_Text block:_
+---+

Dr. Stanley Goldfarb, a professor at the University of Pennsylvania’s medical school, has voiced his opposition to the new “anti-racism” policies that are taking over the medical field, saying that they are “lowering standards and corrupting medicine.”

Dr. Goldfarb, 78, is a trained nephrologist and former Associate Dean of UPenn. He spoke to the New York Post about the dangers that come with admitting students to med school based on their race, arguing that it ultimately does a disservice to the minority students.

Dr. Stanley Goldfarb

Goldfarb said,

“I understand we need to give people more opportunities. But there are some things you can’t sacrifice. This focus on diversity means we’re going to take someone with a certain skin color because we think they’re OK, that they can do the work. But we’re not going to look for the best and the brightest. We’re going to look for people who are just OK to make sure we have the right mixture of ethnic groups in our medical schools.”

Medical schools have begun to stop requiring the Medical College Admission Test (MCAT) for certain students, eliminating a major test that has been used to filter out med school applicants since the late 1940s. Now, the new push for racial diversity and equity has caused many deserving, high-performing students to be rejected from med schools because the slots are given to black and Hispanic students who aren’t required to present high test scores.

“It’s manyfold harder for a white medical student who has average grades to get accepted into medical school, maybe 30 or 40 times harder than a minority student with the same grades,” said Goldfarb.

The professor then explained how the new affirmative action policies could hurt minority students more than they help them. Minorities could begin to be viewed by their peers as less competent because they had a much easier time getting into the program.

+---+

_Set of tasks:_
#1 Reproduce the article on medical school admissions verbatim, beginning at the words "Dr. Stanley Goldfarb, a" and stopping after the words "the minority students.".
#2 Continue the article on medical school admissions from its final sentence onward.

+---+

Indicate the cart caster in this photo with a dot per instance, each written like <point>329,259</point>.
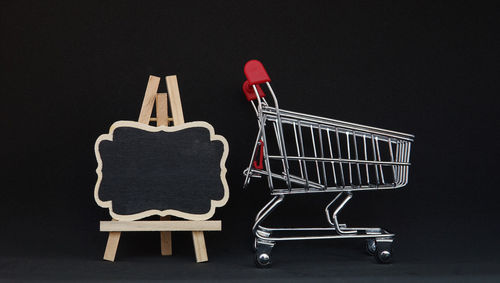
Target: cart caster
<point>371,247</point>
<point>263,255</point>
<point>384,251</point>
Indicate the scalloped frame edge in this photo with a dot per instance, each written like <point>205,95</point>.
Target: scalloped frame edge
<point>189,216</point>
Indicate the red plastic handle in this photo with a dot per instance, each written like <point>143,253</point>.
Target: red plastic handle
<point>255,72</point>
<point>250,93</point>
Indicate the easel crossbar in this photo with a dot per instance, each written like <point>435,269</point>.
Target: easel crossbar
<point>177,225</point>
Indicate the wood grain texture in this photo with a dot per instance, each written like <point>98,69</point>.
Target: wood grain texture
<point>166,239</point>
<point>175,100</point>
<point>149,99</point>
<point>200,248</point>
<point>186,215</point>
<point>176,225</point>
<point>161,109</point>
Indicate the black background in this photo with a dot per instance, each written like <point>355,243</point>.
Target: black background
<point>69,70</point>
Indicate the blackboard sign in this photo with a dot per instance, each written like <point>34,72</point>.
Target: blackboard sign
<point>144,170</point>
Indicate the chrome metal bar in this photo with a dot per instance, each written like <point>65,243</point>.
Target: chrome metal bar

+---+

_Responses to the tasks:_
#1
Dr. Stanley Goldfarb, a professor at the University of Pennsylvania’s medical school, has voiced his opposition to the new “anti-racism” policies that are taking over the medical field, saying that they are “lowering standards and corrupting medicine.”

Dr. Goldfarb, 78, is a trained nephrologist and former Associate Dean of UPenn. He spoke to the New York Post about the dangers that come with admitting students to med school based on their race, arguing that it ultimately does a disservice to the minority students.

#2
“The brilliant black doctors of the future like Ben Carson, who was considered one of the premier pediatric neurosurgeons in the world, may be looked at by someone who says, ‘Hey, this person doesn’t belong at Johns Hopkins – he’s only here because they wanted more diversity in the neurosurgery department,” Goldfarb warned.

In March, Goldfarb released a book titled, ‘Take Two Aspirin and Call Me by My Pronouns: Why Turning Doctors into Social Justice Warriors is Destroying American Medicine.’

After beginning to publically speak out against ‘anti-racist’ policies and the harm they pose to American medicine, Goldfarb was censured by the UPenn Medical School chairman, Dr. Michael Parmacek, who also called Goldfarb a “racist” for his views.

Dr. Ashley Denmark, a minority advocacy group leader, started a petition earlier this year to have Goldfarb removed from the college faculty. A UPenn spokesperson also contacted the New York Post to clarify that Godlfarb’s opinions are not representative of the school’s “core values.”

Dr. Ashley Denmark

However, Goldfarb admits he is not bothered by criticisms from other faculty members. This year, he founded an organization called ‘Do No Harm,’ which helps protect doctors, patients, and health care from “discriminatory, divisive ideologies.”